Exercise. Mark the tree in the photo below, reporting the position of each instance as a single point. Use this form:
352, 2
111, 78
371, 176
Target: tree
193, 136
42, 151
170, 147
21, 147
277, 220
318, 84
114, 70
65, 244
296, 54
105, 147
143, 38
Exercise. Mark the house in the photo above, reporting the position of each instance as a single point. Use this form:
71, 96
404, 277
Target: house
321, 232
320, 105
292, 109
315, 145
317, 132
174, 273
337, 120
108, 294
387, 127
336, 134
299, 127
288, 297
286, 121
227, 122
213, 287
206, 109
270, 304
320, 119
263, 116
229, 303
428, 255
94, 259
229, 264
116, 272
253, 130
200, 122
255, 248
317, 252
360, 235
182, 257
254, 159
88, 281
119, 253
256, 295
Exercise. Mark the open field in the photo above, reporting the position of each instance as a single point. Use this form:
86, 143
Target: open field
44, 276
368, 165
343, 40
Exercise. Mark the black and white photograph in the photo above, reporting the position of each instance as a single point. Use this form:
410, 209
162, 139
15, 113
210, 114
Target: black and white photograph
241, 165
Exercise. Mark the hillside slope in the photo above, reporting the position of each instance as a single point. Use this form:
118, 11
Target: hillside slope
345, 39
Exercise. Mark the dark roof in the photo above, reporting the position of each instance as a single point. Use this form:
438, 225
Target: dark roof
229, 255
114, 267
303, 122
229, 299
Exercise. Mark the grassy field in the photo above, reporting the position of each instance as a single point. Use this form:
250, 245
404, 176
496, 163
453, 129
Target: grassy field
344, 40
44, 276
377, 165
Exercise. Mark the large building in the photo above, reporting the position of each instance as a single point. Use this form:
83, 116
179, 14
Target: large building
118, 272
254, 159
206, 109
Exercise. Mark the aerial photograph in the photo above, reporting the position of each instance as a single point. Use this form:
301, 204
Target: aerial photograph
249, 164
---
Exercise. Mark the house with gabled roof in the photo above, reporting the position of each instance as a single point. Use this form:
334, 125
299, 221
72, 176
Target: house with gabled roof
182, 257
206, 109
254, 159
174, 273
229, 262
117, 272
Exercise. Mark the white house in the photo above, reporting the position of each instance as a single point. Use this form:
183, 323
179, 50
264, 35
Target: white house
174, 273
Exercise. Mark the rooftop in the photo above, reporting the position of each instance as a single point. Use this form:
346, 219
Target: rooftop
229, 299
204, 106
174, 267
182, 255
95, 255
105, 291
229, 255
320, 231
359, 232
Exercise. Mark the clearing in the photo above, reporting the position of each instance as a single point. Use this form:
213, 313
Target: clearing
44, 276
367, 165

EXERCISE INSTRUCTIONS | Show each line from the records above that contains the word "with", copied in full. Case counts.

REPLY TO THE EXERCISE |
Exercise. Mark the house with gabled roof in the photo above, reporting the position of each instance as a single point. Use this form:
Target: house with gabled roof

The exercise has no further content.